**Exercise directions**
Omit every picture and return the rest of the data unaltered.

(Stored data entries)
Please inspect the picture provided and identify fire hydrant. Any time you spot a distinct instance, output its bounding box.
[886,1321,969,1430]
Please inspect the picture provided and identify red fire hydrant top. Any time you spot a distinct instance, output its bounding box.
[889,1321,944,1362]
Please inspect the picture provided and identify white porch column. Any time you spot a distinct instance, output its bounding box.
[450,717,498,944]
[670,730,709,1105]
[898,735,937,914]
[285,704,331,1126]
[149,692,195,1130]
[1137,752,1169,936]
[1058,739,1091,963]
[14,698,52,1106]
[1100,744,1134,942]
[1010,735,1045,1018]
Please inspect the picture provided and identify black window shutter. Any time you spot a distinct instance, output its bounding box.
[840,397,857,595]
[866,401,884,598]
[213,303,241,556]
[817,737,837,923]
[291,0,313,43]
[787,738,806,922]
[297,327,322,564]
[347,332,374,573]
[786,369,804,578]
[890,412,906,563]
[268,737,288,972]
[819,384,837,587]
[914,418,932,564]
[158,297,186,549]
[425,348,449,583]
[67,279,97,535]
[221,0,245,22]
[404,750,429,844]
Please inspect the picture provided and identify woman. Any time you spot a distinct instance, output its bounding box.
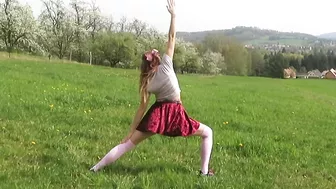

**Answer to this problem**
Please inspect the picture provided and identify fire hydrant. Any time you spot a distinct instance, output its bounding box.
[886,1321,969,1430]
Please inspect the picture provided and identify red fire hydrant top. Any time you spot a distinct instance, output its bounding box.
[889,1321,944,1362]
Please inspect the picture provided and identify white porch column. Any time you spot a distinct instance, output its bounding box.
[450,717,498,944]
[670,730,709,1105]
[898,735,937,914]
[285,704,331,1126]
[149,692,195,1130]
[1137,752,1169,936]
[1058,739,1091,963]
[14,698,52,1106]
[1100,744,1134,942]
[1010,735,1045,1018]
Please inspect the picture provided and identify black window shutter. Any time you spot a distinct instance, output its bounding box.
[840,397,857,595]
[866,401,884,598]
[213,303,241,556]
[817,737,837,923]
[291,0,313,43]
[787,738,806,922]
[297,327,322,564]
[347,332,374,573]
[786,369,804,578]
[890,412,906,563]
[268,737,288,972]
[819,384,837,587]
[914,418,932,564]
[158,297,186,549]
[425,348,449,583]
[67,279,97,535]
[221,0,245,22]
[404,750,429,844]
Please inspect the picture provided and identify woman. Any time you spot a distinct instance, output its bounding box.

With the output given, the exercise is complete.